→ Work instructions:
- 1) From the speaker biographies, list each titled position named for Luc Betbeder-Matibet, with its organization.
- 2) Extend the speaker biographies with the passage that comes after their final sentence.

╭─ Exercise passage

Dr Slava Kitaeff1,2, Luc Betbeder-Matibet2
1Monash University, Melbourne, Australia, 2The University of New South Whales, Sydney, Australia
Biography:
Dr. Slava Kitaeff is a nationally recognised leader in high-performance computing, data-intensive science, and large-scale digital research infrastructure. As Associate Director eResearch (HPC) at Monash University, he led major national initiatives including the National ML/AI Research Platform and the Australian Characterisation Commons at Scale Platform. As the Australian SKA Regional Centre Program Lead at UWA & CSIRO, he directed the Design Study Program and chaired the International SRC Architecture Working Group. Dr. Kitaeff was also Research Associate Professor for HPC and Data-intensive science at the University of Western Australia, where he developed novel methods for high-performance computing applications and data-intensive processing pipelines. He is an adjunct professor of HPC at the School of Engineering of Monash University. He has held senior leadership roles for over a decade across multiple institutions, focusing on research computing, digital innovation, and software engineering education.
Luc Betbeder-Matibet is a nationally recognised subject matter expert in High-Performance Research Computing, Research Data practices and shared Research Infrastructure services. He is Vice-President of AeRo (Australia's eResearch Organisation) and co-chair of the eResearch Australasian peak Annual Conference. He is an Adjunct Senior Lecturer in UNSW Faculty of Medicine Centre for Big Data and has been a Visiting Scientist with the Data61 Visual Analytics Team in Australia's National Science Agency CSIRO. He has held director-level roles for 15 years in higher-ed ICT and eResearch. Luc is currently the Executive Director Research Technology Services at UNSW.

╰─
╭─ Extracted material

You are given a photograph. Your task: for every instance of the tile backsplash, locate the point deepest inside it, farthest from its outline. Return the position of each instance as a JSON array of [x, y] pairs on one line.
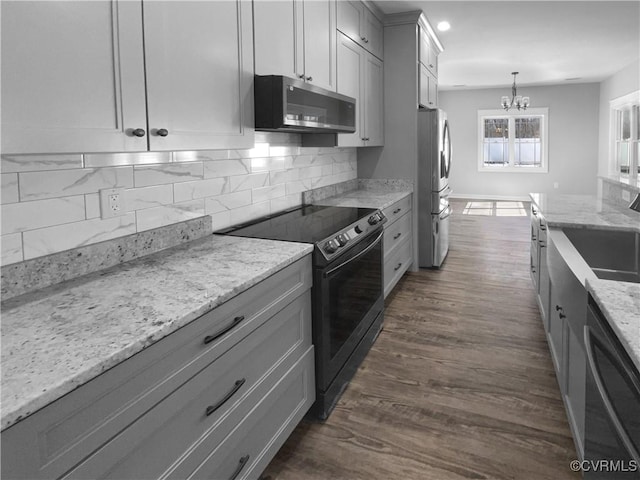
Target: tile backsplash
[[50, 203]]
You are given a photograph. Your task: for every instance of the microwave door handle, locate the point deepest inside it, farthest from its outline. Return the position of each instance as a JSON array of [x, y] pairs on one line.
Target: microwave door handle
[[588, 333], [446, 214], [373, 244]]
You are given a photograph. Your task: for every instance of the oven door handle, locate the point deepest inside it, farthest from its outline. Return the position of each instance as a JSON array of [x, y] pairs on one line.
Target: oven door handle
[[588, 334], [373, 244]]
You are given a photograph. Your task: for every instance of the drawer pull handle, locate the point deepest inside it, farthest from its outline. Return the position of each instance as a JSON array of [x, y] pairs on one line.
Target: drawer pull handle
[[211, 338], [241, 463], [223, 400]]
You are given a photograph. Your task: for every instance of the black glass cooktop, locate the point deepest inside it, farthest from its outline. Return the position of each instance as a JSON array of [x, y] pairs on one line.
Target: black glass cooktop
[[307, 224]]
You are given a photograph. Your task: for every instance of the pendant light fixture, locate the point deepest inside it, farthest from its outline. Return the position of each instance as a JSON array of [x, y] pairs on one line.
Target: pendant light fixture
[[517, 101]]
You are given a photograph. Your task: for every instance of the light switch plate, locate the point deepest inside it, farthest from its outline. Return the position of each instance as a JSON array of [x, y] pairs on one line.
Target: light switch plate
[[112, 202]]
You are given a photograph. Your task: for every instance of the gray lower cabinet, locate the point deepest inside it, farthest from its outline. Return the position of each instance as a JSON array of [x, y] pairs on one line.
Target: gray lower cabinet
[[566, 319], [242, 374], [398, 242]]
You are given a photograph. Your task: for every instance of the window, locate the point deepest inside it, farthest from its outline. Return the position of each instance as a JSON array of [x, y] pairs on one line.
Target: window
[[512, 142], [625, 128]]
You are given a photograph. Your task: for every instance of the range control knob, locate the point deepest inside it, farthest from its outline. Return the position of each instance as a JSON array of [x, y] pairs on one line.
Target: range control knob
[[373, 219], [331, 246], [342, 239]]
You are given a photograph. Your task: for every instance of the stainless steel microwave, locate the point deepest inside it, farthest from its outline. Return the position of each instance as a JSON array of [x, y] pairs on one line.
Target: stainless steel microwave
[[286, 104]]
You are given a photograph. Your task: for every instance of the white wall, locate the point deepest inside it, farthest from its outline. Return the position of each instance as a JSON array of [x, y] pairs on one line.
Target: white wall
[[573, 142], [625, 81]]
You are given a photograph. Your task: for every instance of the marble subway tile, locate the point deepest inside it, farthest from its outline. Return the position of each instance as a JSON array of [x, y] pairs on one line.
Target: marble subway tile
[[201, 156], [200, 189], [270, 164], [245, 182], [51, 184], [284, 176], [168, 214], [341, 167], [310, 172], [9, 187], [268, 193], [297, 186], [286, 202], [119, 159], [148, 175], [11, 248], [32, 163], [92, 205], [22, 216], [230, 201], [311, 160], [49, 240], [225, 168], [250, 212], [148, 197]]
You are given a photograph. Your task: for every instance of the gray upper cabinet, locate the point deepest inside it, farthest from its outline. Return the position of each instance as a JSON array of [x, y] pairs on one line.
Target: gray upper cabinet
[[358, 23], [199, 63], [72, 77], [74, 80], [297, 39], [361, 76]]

╰─
╭─ Extracted material

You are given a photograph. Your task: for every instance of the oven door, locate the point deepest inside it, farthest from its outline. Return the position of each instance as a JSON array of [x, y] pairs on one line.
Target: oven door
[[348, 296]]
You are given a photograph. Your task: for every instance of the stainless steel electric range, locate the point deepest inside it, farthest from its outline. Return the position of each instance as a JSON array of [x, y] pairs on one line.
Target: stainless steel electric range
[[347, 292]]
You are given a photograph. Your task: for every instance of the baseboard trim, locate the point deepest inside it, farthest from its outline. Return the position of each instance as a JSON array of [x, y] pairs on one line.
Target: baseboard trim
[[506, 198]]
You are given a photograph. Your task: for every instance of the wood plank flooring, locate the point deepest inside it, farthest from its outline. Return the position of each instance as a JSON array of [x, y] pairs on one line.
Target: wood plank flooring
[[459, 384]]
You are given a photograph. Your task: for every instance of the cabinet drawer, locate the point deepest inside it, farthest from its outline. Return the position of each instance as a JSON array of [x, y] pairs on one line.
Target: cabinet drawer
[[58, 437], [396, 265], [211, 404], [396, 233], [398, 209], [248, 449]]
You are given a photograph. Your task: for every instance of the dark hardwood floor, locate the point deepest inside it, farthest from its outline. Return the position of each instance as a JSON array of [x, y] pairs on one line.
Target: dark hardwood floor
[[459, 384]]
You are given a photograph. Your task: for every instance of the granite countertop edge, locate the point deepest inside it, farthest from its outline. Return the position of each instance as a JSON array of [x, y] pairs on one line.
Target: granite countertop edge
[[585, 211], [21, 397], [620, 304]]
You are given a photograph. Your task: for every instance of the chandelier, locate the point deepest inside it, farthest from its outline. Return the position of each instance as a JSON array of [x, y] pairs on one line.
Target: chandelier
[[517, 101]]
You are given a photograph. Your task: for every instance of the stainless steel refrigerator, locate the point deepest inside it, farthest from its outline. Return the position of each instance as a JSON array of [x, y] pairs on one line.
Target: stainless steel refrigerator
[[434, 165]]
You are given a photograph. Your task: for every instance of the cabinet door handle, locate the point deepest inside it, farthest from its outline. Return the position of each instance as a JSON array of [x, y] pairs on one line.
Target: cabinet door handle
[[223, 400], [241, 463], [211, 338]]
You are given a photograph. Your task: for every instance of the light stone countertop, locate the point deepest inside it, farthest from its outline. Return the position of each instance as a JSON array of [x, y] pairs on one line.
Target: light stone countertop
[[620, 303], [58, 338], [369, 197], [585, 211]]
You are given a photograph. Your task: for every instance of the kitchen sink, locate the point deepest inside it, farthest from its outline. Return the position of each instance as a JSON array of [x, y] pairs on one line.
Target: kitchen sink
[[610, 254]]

╰─
╭─ Extracted material

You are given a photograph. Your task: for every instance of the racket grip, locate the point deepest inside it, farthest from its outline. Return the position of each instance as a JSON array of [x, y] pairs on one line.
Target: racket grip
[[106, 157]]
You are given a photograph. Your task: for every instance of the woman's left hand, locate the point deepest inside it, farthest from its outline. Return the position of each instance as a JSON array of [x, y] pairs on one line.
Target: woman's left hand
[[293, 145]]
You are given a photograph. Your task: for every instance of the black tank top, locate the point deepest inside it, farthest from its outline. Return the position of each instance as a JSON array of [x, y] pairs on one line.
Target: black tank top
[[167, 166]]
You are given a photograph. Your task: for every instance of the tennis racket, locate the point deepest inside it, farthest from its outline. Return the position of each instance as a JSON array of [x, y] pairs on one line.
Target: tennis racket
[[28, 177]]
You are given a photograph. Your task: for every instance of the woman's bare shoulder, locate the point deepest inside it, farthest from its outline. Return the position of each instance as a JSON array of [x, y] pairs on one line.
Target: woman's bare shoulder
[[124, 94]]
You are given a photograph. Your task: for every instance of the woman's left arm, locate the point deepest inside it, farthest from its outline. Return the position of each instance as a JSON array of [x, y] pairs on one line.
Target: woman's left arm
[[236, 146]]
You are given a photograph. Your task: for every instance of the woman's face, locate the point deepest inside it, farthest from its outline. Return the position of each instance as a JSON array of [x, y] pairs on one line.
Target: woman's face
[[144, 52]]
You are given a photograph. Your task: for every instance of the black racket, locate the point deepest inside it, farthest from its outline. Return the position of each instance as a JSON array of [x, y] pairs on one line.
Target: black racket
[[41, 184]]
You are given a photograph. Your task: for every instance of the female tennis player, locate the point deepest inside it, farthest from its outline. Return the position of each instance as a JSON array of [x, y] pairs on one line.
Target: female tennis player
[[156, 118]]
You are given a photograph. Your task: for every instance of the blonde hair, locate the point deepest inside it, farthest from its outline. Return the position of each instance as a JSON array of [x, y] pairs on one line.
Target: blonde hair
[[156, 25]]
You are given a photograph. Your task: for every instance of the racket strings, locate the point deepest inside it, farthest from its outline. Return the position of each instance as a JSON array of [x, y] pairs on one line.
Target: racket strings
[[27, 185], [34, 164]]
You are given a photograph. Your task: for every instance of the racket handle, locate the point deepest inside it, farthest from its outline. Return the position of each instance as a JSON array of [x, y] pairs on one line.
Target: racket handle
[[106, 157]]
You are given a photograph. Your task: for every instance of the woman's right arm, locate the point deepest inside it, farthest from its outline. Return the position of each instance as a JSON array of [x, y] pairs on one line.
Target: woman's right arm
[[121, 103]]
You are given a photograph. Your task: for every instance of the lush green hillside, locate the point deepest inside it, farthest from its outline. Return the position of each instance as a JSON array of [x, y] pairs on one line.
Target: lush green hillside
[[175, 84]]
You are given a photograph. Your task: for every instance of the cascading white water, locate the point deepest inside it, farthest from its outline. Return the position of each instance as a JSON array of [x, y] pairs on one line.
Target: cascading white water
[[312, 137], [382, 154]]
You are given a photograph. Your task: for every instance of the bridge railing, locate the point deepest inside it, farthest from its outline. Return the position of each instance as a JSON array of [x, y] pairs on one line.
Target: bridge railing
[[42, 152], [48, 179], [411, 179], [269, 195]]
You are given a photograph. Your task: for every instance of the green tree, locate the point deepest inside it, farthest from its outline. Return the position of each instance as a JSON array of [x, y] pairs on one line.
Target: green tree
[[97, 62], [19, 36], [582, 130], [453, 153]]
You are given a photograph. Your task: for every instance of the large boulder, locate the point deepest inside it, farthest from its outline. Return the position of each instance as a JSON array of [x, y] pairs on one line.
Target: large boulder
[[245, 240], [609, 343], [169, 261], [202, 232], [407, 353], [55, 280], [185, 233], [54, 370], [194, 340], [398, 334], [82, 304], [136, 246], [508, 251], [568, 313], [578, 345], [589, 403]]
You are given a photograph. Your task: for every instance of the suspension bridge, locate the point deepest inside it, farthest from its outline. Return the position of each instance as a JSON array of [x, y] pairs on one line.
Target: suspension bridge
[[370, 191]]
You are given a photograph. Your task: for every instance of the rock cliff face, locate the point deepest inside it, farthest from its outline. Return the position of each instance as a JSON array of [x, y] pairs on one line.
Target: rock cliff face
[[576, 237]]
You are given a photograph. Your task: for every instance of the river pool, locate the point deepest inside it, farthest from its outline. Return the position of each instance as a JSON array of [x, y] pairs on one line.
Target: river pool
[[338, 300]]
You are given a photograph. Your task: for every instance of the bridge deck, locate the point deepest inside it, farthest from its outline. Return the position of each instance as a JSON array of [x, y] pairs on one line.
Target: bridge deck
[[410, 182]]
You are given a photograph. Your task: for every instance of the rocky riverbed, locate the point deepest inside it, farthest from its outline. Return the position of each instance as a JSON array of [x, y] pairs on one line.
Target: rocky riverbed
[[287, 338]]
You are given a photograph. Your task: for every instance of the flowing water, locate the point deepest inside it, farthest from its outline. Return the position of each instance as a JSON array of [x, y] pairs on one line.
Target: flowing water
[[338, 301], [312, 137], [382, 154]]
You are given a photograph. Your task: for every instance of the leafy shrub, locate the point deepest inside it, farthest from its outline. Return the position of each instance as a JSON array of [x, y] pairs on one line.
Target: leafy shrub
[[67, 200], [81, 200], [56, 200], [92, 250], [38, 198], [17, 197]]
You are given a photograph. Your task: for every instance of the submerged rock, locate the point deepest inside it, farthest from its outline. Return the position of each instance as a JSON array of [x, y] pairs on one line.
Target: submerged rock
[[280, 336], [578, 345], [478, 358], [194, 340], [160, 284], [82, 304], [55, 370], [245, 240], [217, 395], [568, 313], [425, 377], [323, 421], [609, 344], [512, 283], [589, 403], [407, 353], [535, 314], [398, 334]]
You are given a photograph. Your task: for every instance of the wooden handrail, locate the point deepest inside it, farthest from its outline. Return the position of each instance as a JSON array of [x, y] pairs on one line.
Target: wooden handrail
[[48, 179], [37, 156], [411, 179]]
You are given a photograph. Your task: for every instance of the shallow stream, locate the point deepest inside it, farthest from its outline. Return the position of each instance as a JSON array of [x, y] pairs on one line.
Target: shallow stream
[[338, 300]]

╰─

→ Exercise responses:
- 1)
- Vice-President of AeRo (Australia's eResearch Organisation)
- Co-chair of the eResearch Australasian peak Annual Conference
- Adjunct Senior Lecturer in UNSW Faculty of Medicine Centre for Big Data
- Visiting Scientist with the Data61 Visual Analytics Team in Australia's National Science Agency CSIRO
- Executive Director Research Technology Services at UNSW

- 2)
Abstract:
Institutional research computing infrastructure is vital in Australia’s research ecosystem, complementing and extending national-level facilities. We present an analysis of research computing capabilities across Australian universities and research organisations, examining how institutional infrastructure supports research excellence through localised compute resources, specialised hardware, and cluster solutions. Our 2024 study reveals that institutional computing resources of nearly 112,258 CPU-cores and 2,241 GPUs serve as essential bridges between desktop computing and national facilities for over 6,000 researchers, enabling research workflows that span from code development to large-scale computations. We estimate the total replacement value of this infrastructure to be approximately $144M AUD. Based on detailed infrastructure data provided by research computing facilities across multiple institutions, we identify key patterns in infrastructure deployment, utilisation metrics, and strategic alignment with research priorities. Our findings demonstrate that institutional computing resources provide critical support for data-intensive research, facilitate training for higher-degree research students, enable prototyping and development, and ensure data sovereignty compliance when necessary. We discuss how these facilities leverage national infrastructure investments while addressing institution-specific needs that national facilities cannot meet alone. We discuss how the strategic investment in institutional research computing capabilities yields significant returns through increased research productivity, enhanced graduate training, and improved research outcomes. We also extend our discussion to the critical importance of developing a national research computing infrastructure framework that leverages the strength of national and institutional investments.